**Assignment A**
In the passage on the Bosnia-Hercegovina Commemorative Medal, on what date was the medal founded?
**Assignment B**
Write a continuation of the passage on the Bosnia-Hercegovina Commemorative Medal, picking up after its last sentence.
----- Extract provided -----
The Bosnia-Hercegovina Commemorative Medal (Bosnisch-Hercegovinische Erinnerungsmedaille) was founded on 30 August 1909, to commemorate the annexation of Bosnia and Herzegovina into the Austro-Hungarian Monarchy in 1908. Bosnia and Herzegovina itself had been occupied by the dual monarchy of Austria-Hungary since 1878. Legally, however, it remained part of the Ottoman Empire until 1908, when it was annexed by the empire as a condominium between Austria and Hungary. The exact number of awards is uncertain because it was awarded not only to soldiers, but also to civil officials. The number is believed to be approximately 2800.
----- Supplied data -----
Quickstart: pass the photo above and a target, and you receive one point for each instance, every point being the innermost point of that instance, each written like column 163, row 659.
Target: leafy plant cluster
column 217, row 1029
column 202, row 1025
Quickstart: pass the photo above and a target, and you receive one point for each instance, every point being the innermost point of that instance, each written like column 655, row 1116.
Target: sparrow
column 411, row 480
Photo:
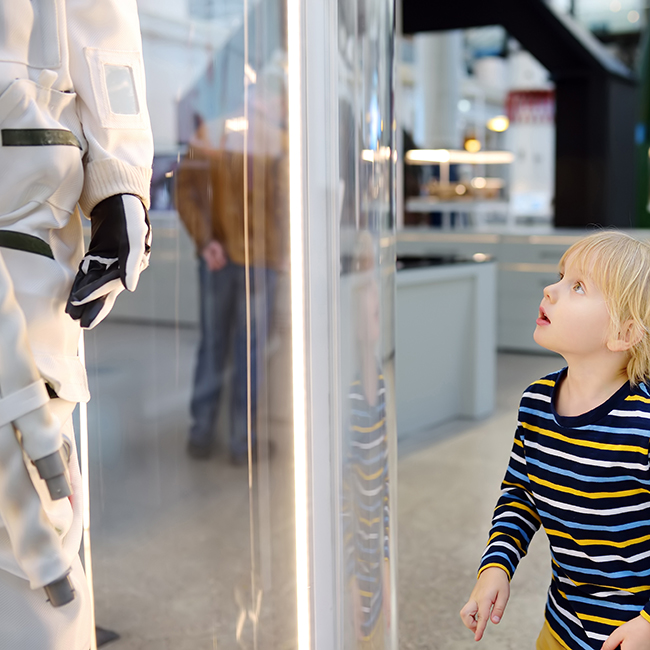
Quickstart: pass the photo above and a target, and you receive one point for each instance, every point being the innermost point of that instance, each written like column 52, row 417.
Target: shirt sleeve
column 107, row 71
column 515, row 519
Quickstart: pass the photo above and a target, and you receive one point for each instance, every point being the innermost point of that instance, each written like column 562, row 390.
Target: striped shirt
column 366, row 506
column 586, row 479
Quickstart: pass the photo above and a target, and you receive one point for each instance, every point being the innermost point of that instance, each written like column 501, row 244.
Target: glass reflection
column 190, row 421
column 367, row 204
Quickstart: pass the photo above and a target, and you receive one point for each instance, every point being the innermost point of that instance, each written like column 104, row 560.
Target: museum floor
column 171, row 536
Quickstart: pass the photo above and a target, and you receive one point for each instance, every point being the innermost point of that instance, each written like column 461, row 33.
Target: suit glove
column 119, row 250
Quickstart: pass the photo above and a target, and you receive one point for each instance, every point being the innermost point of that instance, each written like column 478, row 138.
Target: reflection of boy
column 579, row 463
column 366, row 488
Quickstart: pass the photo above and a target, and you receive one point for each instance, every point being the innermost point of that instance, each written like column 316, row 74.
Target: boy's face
column 573, row 317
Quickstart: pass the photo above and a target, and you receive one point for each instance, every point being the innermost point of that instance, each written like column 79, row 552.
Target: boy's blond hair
column 620, row 266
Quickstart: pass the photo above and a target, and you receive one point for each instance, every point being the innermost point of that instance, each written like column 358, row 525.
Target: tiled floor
column 172, row 536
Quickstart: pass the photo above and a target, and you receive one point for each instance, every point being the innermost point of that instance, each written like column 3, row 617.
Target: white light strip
column 85, row 491
column 428, row 156
column 294, row 81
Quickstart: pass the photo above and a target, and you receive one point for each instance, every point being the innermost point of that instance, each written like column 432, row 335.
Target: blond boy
column 579, row 464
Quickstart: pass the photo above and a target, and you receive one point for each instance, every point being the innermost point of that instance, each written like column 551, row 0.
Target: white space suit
column 74, row 130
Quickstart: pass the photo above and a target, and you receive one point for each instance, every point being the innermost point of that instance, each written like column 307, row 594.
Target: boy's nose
column 549, row 291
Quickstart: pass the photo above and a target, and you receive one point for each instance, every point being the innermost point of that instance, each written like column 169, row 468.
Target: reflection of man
column 210, row 200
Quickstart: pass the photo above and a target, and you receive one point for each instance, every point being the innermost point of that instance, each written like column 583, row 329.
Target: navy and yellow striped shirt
column 586, row 479
column 366, row 509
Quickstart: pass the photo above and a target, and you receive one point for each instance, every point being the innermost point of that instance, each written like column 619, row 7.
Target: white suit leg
column 25, row 418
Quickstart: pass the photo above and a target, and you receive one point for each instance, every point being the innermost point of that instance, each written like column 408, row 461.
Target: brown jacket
column 210, row 201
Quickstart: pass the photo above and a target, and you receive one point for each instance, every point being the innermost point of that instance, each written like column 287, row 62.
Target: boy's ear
column 628, row 336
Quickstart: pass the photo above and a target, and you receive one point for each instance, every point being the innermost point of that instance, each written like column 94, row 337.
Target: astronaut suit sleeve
column 107, row 71
column 100, row 51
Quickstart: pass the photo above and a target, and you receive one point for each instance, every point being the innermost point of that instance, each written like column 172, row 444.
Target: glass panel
column 191, row 476
column 367, row 205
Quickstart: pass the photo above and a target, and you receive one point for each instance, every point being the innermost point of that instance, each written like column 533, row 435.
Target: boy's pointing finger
column 468, row 613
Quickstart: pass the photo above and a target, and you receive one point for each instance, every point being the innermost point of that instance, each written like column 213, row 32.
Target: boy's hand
column 633, row 635
column 488, row 600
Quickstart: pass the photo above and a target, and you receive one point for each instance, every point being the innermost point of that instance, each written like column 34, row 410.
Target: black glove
column 119, row 250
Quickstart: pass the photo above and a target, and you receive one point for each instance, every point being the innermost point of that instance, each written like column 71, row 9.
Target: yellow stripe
column 595, row 619
column 518, row 485
column 514, row 539
column 597, row 542
column 637, row 398
column 632, row 590
column 589, row 495
column 521, row 506
column 369, row 477
column 556, row 637
column 584, row 443
column 370, row 429
column 487, row 566
column 369, row 522
column 598, row 619
column 544, row 382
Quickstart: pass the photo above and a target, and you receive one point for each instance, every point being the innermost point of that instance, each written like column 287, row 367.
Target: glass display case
column 241, row 432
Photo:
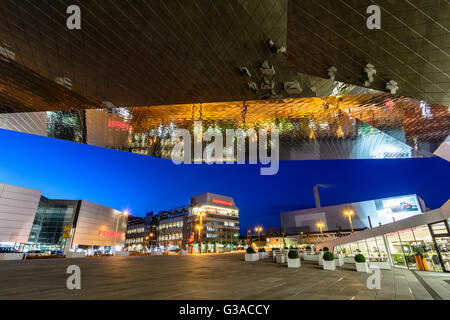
-----
**Answer area A**
30 August 1909

**Answer area B**
==Physical Description==

The medal was minted in bronze. On the obverse there is a portrait of Emperor Franz Joseph I, with the Latin inscription FRANC · IOS · I · D · G · IMP · AVSTR · REX BOH · ETC · ET AP · REX HVNG, in English: Francis Joseph I by the Grace of God, Emperor of Austria, King of Bohemia, etc, and Apostolic King of Hungary. On the reverse, on a stylized laurel tree, rests the coat of arms of Bosnia and Herzegovina with a lily crown. In the crown of the tree there is a thin strip on each side with the inscription DIE V · OCT · MCMVIII, and on the trunk of the tree on an oblique ribbon IN · MEMORIAM.